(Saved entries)
------------------------------
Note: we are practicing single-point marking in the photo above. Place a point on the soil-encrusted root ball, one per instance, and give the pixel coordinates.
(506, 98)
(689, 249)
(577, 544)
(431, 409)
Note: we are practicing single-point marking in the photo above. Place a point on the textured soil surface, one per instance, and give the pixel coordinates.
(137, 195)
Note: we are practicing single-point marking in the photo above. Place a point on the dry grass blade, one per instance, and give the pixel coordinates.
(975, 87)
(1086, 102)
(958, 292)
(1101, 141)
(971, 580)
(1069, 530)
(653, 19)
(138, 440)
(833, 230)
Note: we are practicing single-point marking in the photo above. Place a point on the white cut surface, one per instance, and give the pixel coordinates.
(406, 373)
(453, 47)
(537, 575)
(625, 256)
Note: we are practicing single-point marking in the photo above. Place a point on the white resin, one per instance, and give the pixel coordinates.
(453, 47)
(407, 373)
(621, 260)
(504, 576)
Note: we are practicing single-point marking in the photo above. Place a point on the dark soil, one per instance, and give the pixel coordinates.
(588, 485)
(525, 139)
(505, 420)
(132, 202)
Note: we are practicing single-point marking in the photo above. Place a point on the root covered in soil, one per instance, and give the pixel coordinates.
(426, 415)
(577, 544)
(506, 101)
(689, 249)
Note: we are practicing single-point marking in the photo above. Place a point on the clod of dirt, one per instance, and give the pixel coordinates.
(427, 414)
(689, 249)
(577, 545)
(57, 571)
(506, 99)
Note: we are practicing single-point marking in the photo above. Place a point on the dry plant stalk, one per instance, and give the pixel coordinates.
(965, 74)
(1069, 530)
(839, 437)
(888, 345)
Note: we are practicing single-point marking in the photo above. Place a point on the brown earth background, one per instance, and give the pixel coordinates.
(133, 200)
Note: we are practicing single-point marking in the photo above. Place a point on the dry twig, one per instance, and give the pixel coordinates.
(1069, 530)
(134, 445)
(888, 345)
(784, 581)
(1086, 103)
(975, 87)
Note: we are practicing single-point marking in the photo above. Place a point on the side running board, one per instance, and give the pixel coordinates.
------------------------------
→ The request
Reproduce all of the records above word for word, leaving none out.

→ The output
Note: we are practicing single-point marking in the photo above. Place a point on the soil-encrusted root ball, one per instance, and give the pixel coordinates.
(506, 98)
(689, 249)
(577, 544)
(431, 409)
Note: we are practicing single-point marking in the photo above. Place a point on the textured soil surface, one per instance, and give the pixel coordinates.
(137, 195)
Note: we are practicing single-point marking in the photo above. Place a point on the dry grass blade, one per instance, and give the pixel coordinates.
(975, 87)
(1086, 102)
(958, 292)
(1101, 141)
(971, 580)
(1069, 530)
(653, 19)
(138, 440)
(833, 230)
Note: we are practicing single-point marking in the photo above. Place a point on the white cut surface, one per instance, and give the pixel coordinates.
(406, 373)
(453, 47)
(537, 575)
(625, 256)
Note: we are practicing single-point marking in the photo above. Place a point on the white resin, one per instance, and give the pixel coordinates.
(453, 47)
(407, 373)
(621, 260)
(504, 576)
Note: we are practicing single-point marking in the photo above. Place a point on the dark soil, one per instance, and give the pixel coordinates.
(588, 485)
(525, 139)
(505, 420)
(132, 202)
Note: we are practicing single-point marking in the photo above. Place a point on the root covered in soil, one per instance, and give the pixel coordinates.
(426, 415)
(577, 544)
(506, 101)
(689, 249)
Note: we are practicing single-point marking in the photo above. Place a point on the clod of dirt, one per instance, and give the pixel coordinates.
(427, 414)
(689, 249)
(577, 545)
(57, 571)
(506, 99)
Note: we are practicing single-point marking in the photo above. Place a point on the dry plant stalk, one per instance, and give the pixel coordinates.
(965, 74)
(1069, 530)
(839, 437)
(888, 345)
Note: we are practicing single-point marking in the photo above. Place a point on the brown earth background, one per instance, and give the pixel coordinates.
(133, 200)
Note: we are practicing single-point marking in the photo above. Place a point on the dry twig, one per instance, and give the pixel coordinates.
(1069, 530)
(134, 445)
(888, 345)
(784, 581)
(1086, 103)
(975, 87)
Note: we are practicing single-point marking in the photo above. Place a point on the side running board, one per instance, and give the pixel coordinates.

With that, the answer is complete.